§ **Work task 1**:
According to the Angel #1 review, who did the colors for the comic?
§ **Work task 2**:
Summarize the Angel #1 review in two sentences.
§ **Work task 3**:
Continue the Angel #1 review from the point where it stops.

§ **Text provided**:
Start of Block

Angel #1 Review

Written by: Bryan Edward Hill
Art by: Gleb Melnikov
Colors by: Gleb Melnikov, Gabriel Cassata
Letters by: Ed Dukeshire

After the successful launch of Boom! Studios’ Buffy the Vampire Slayer reboot, it is now time for Joss Whedon’s brooding vampire Angel to receive the Boom! treatment. Writer Hill and artist Melnikov have reinvented Angel for the modern era.

As the reviewer for both these reboots, it is difficult not to compare them. The difference between the Buffy reboot and this first installment of Angel, is that it is less difficult to situate an immortal, ageless character into a new decade than it is to reinvent the high school experience for the Slayer. We’ve seen Angel in many previous eras, so it doesn’t feel out of place to see him in today’s world. And not much seems to have changed about the premise of Angel’s character. He still appears to be a vampire from Irish descent, and still appears to be cursed with a soul. And with the soul comes the eternal suffering of knowing the evil he has brought upon the world, and knowing redemption will be impossible.

End of Block

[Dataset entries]
Start of Block

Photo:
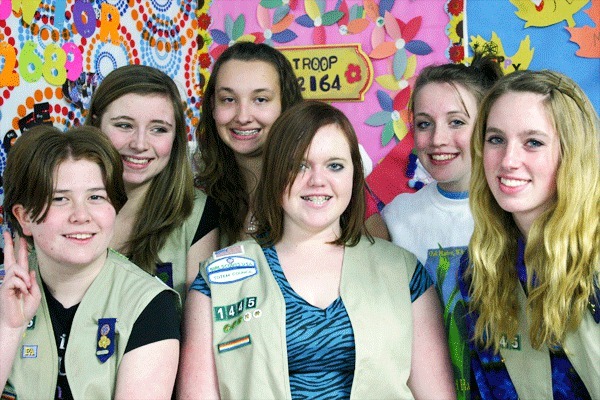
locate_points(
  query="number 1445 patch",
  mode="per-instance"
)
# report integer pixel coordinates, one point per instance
(224, 313)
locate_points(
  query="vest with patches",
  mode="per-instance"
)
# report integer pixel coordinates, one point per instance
(122, 291)
(249, 321)
(530, 369)
(173, 255)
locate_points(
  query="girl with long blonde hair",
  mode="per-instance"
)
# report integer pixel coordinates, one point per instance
(535, 191)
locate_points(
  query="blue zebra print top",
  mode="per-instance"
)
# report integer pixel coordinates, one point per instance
(320, 342)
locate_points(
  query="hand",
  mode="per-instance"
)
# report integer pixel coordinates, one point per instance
(19, 293)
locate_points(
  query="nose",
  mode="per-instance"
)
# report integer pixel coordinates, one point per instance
(439, 136)
(138, 141)
(316, 177)
(79, 213)
(244, 113)
(512, 156)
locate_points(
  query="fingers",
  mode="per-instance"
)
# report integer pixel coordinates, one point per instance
(34, 288)
(23, 254)
(9, 249)
(21, 262)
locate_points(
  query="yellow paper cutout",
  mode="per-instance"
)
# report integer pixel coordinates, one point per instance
(547, 12)
(586, 36)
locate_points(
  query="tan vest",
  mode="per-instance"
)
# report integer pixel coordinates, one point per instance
(249, 327)
(177, 246)
(529, 369)
(121, 290)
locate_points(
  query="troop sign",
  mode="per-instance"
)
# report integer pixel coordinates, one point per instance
(341, 72)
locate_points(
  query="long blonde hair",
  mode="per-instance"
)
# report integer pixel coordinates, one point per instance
(563, 244)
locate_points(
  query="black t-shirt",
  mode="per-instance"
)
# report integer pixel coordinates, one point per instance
(209, 219)
(159, 321)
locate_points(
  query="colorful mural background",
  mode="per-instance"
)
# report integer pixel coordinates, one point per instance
(54, 52)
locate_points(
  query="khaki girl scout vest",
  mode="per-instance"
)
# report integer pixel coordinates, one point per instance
(173, 270)
(529, 369)
(122, 291)
(249, 321)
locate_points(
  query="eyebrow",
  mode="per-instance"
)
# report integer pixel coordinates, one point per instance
(448, 113)
(87, 190)
(526, 133)
(127, 118)
(231, 90)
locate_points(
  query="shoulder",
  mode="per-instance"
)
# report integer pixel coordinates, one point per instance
(404, 203)
(123, 270)
(383, 250)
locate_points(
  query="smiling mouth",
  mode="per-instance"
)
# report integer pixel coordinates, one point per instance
(443, 157)
(80, 236)
(250, 132)
(135, 160)
(318, 200)
(512, 182)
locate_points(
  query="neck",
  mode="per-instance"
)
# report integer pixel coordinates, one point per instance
(136, 194)
(523, 226)
(68, 284)
(250, 168)
(296, 238)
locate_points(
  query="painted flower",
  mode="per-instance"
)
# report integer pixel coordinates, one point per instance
(455, 7)
(456, 53)
(353, 21)
(204, 60)
(203, 21)
(276, 29)
(353, 73)
(454, 29)
(403, 38)
(394, 117)
(234, 32)
(317, 18)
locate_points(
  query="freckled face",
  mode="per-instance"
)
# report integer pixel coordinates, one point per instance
(443, 128)
(521, 155)
(79, 225)
(246, 104)
(322, 189)
(142, 128)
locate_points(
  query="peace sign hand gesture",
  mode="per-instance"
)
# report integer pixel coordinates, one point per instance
(19, 293)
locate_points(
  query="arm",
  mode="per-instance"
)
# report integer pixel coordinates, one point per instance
(199, 252)
(197, 377)
(148, 372)
(376, 227)
(431, 373)
(19, 300)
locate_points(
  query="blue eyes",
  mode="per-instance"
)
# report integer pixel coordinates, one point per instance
(424, 125)
(332, 166)
(531, 143)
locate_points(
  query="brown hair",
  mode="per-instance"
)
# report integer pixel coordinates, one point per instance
(218, 173)
(170, 199)
(286, 146)
(37, 154)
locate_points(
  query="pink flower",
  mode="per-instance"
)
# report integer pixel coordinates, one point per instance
(353, 73)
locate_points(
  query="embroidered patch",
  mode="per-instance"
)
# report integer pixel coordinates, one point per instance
(164, 272)
(224, 313)
(231, 269)
(234, 344)
(515, 344)
(29, 351)
(9, 393)
(229, 251)
(105, 338)
(31, 323)
(229, 327)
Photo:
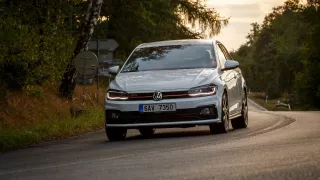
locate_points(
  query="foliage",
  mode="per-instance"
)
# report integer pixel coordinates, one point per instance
(36, 40)
(38, 37)
(14, 138)
(282, 54)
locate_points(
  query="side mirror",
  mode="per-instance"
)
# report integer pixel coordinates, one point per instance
(230, 64)
(114, 70)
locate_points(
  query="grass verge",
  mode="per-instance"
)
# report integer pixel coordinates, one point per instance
(15, 138)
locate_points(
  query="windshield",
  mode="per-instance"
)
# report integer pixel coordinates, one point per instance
(187, 56)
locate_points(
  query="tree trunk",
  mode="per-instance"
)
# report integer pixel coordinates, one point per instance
(67, 83)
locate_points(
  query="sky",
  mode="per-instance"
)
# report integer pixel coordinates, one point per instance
(242, 13)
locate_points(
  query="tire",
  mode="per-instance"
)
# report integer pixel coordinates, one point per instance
(116, 134)
(242, 121)
(147, 132)
(222, 127)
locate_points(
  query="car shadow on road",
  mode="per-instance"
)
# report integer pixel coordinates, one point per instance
(173, 135)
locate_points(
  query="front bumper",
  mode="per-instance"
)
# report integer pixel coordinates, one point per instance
(126, 114)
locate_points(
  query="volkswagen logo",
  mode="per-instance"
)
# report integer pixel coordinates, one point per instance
(157, 96)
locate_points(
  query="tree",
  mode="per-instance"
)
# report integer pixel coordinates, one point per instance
(91, 17)
(282, 55)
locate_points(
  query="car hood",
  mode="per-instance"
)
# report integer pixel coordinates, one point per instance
(163, 80)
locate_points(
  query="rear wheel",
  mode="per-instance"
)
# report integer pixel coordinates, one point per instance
(116, 134)
(222, 127)
(147, 132)
(242, 121)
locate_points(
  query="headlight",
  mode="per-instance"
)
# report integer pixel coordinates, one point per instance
(117, 95)
(205, 90)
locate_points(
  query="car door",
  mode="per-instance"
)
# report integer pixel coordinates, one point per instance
(228, 77)
(238, 76)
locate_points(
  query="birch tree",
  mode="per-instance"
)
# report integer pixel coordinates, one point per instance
(68, 84)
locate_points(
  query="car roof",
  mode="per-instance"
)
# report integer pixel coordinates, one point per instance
(177, 42)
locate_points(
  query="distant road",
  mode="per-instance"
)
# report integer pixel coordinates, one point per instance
(282, 145)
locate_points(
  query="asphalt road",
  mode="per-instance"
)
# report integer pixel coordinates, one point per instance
(282, 145)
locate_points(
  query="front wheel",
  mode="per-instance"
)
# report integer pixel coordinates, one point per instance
(242, 121)
(116, 134)
(222, 127)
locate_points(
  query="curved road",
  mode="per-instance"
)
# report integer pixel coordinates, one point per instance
(282, 145)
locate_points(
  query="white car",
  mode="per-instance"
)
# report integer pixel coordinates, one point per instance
(179, 83)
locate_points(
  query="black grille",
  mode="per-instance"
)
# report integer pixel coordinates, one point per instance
(179, 115)
(165, 95)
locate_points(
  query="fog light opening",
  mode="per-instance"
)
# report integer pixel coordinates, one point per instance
(205, 111)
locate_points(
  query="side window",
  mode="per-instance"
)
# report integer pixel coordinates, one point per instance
(222, 58)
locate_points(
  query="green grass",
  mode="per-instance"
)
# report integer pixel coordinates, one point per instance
(11, 139)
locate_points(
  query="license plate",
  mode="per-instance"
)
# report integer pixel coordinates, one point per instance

End of Block

§ **Task output 1**:
Gleb Melnikov and Gabriel Cassata did the colors.

§ **Task output 2**:
Following the successful launch of Boom! Studios' Buffy the Vampire Slayer reboot, writer Bryan Edward Hill and artist Gleb Melnikov have reinvented Angel for the modern era. The reviewer, who covered both reboots, finds it easier to place an immortal, ageless Angel in today's world than to reinvent the high school experience for the Slayer, and notes that his premise as a cursed vampire of Irish descent with a soul seems largely unchanged.

§ **Task output 3**:
Where the Buffy reboot spent a lot of time signaling the ways in which this universe would be different or the same from the source material, Angel #1 is all about kicking off the main story arc. After all, Angel is still the same character, and he has still sworn to fight evil to balance out some of his past crimes. This issue seems to highlight that it’s the crimes that have changed, not the premise or the main character. The baddie in this story uses the toxic influence of social media on young people. Not the most original take on the modern age, but a fine way to firmly cement a character in 2019.

The art by Melnikov does a great job of updating the TV show’s original slightly darker, more gothic look. The art is clean and vibrant, even with the heavy use of Angel’s iconic red and black color palette.

This reboot feels less new and different than the Buffy reboot, but that still leaves us with a much beloved character and a great story premise. Don’t fix what ain’t broken as the old saying goes, and that seems to be very applicable here. Of course, I fully assume that future issues will introduce new and updated characters and world building. For now though, I look forward to Angel’s reckoning with social media.